QUOTED TEXT
— start —
One of my favourites: [R' D R2 d' R, U2]


----------



## porkynator (Sep 7, 2011)

Definetly [M', U2]


----------



## TMOY (Sep 7, 2011)

The single corner twist.


Spoiler



[(twist the corner in place), (pop the corner and apply a x2 y rotation to it)]


----------



## lucarubik (Sep 7, 2011)

niklas
I also like U R B' M2 B R' B' M2 B U'


----------



## Kirjava (Sep 7, 2011)

I don't really have a favourite, but I like the construction X Y X' Z Y' Z' because of stuff like this;

[F2 r2: [R U R' U', M2]]
[l': [r l, R U R' U']]

on 4x4x4.


----------



## Stefan (Sep 7, 2011)

[sexy, lexy] (cause Uperm for 3x3x3 and Aperm for megaminx)
[R' L' U2 R L, U] (first part "turns U upside down" so you're kinda doing U' twice)


----------



## Mike Hughey (Sep 7, 2011)

I know this is a boring one, but I went for a long time doing commutators without knowing about one particular class of 8 move commutators, and once I discovered them, they became my favorite:
[M D M', U]

I find myself going out of my way to do commutators like this even when something better exists, just because for some strange reason they seem particularly elegant to me.


----------



## RyanReese09 (Sep 7, 2011)

I love all my commutators the same .

Though probably Aperm. Simple and fast.


----------



## lucarubik (Sep 7, 2011)
— end —
TO-DO LIST
1 > Answer these questions about the forum thread on favorite commutators, one line each:
(a) Which commutator does porkynator name?
(b) According to Stefan, what does [sexy, lexy] produce on megaminx?
(c) How many moves are in the class of commutators Mike Hughey describes discovering?
2 > Rewrite the forum thread on favorite commutators from "I don't really" to "Stefan (Sep 7, 2011)", putting "pattern" in place of "construction".
3 > Continue the forum thread on favorite commutators from the point where it stops.

EXTRACTED DATA
— start —
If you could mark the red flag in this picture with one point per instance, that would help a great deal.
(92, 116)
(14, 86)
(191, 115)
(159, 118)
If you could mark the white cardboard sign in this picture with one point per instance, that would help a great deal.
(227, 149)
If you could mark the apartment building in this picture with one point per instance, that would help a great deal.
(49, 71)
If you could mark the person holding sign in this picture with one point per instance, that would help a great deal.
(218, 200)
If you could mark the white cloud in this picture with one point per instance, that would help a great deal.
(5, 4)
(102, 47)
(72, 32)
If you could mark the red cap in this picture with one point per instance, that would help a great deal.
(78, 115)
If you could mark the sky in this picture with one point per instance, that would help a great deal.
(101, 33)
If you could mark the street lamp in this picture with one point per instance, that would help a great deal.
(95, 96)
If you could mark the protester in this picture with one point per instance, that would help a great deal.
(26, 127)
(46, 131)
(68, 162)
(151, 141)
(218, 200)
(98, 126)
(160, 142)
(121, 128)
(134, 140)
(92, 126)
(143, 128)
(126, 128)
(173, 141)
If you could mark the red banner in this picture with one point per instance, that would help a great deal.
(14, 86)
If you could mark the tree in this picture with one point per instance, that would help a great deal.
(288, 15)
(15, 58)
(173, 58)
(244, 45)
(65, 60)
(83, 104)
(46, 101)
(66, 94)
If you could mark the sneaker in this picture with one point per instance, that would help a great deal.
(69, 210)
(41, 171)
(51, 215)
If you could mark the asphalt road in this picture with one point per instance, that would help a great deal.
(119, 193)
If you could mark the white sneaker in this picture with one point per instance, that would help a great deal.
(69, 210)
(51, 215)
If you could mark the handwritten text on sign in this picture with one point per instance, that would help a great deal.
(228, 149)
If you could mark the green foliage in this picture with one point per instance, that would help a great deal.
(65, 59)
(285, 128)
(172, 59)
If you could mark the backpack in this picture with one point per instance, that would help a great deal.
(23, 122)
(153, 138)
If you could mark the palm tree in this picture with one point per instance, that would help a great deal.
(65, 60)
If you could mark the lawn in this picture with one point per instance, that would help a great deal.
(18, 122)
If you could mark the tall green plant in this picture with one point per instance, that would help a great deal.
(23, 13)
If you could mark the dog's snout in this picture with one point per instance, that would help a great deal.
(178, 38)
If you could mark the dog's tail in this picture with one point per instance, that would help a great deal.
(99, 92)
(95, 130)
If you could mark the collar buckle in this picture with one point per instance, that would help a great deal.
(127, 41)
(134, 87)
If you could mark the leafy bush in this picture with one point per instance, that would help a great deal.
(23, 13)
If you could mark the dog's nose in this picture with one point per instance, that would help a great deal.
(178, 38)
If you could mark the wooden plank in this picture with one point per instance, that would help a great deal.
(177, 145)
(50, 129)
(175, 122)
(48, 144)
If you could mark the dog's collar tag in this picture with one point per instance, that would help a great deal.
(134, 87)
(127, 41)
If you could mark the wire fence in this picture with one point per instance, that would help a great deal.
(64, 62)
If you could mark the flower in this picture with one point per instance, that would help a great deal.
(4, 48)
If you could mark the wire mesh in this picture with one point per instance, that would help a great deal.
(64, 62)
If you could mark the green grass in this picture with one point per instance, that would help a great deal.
— end —
ANSWERS
1 >
(a) [M', U2]
(b) An Aperm
(c) 8

2 >
I don't really have a favourite, but I like the pattern X Y X' Z Y' Z' because of stuff like this;

[F2 r2: [R U R' U', M2]]
[l': [r l, R U R' U']]

on 4x4x4.


----------



## Stefan (Sep 7, 2011)

3 >
Mike Hughey said:


> I know this is a boring one, but I went for a long time doing commutators without knowing about one particular class of 8 move commutators, and once I discovered them, they became my favorite:
> [M D M', U]
> 
> I find myself going out of my way to do commutators like this even when something better exists, just because for some strange reason they seem particularly elegant to me.


 
I also like this one  also some M2 commutators are great as UB DF LF, for edges my favourtie is that turbo R U R' U', M'


----------



## ben1996123 (Sep 7, 2011)

If I randomly pick up a 3x3, I'll probably do [U R U', M2].


----------



## JonnyWhoopes (Sep 7, 2011)

LOVE ALL THE X Y X' Y'

Really though, I love pretty much all the 8 movers. Specifically for bigcube wings. They make me feel powerful. Heh.


----------



## DavidWoner (Sep 7, 2011)

Cubenovice said:


> Nono, I really mean R U R' U' R U R' U' R U R' U' D2 R U R' U' R U R' U' R U R' U' D2
> I like how I can just keep spamming the Sexy move, no need to invert it.
> 
> It is my special Per Special


 
It's not a commutator though, what you wrote is ABAB or ABAB', not ABA'B'.


----------



## Anthony (Sep 7, 2011)

Joël said:


> One of my favourites: [R' D R2 d' R, U2]


 
[F U' R2 D R', U2]


----------



## Cubenovice (Sep 7, 2011)

DavidWoner said:


> It's not a commutator though, what you wrote is ABAB or ABAB', not ABA'B'.



Can we agree to call it an algorithm that cycles corners?


----------



## Muesli (Sep 7, 2011)

Anthony said:


> [F U' R2 D R', U2]


 
Ooooh s'purteh


----------



## MaeLSTRoM (Sep 7, 2011)

[r' U,M2]2


----------



## StachuK1992 (Sep 7, 2011)

M' U2 M U2 M' U M' U2 M' U2 M
= [[M', U2] M'; U]


----------



## Cool Frog (Sep 7, 2011)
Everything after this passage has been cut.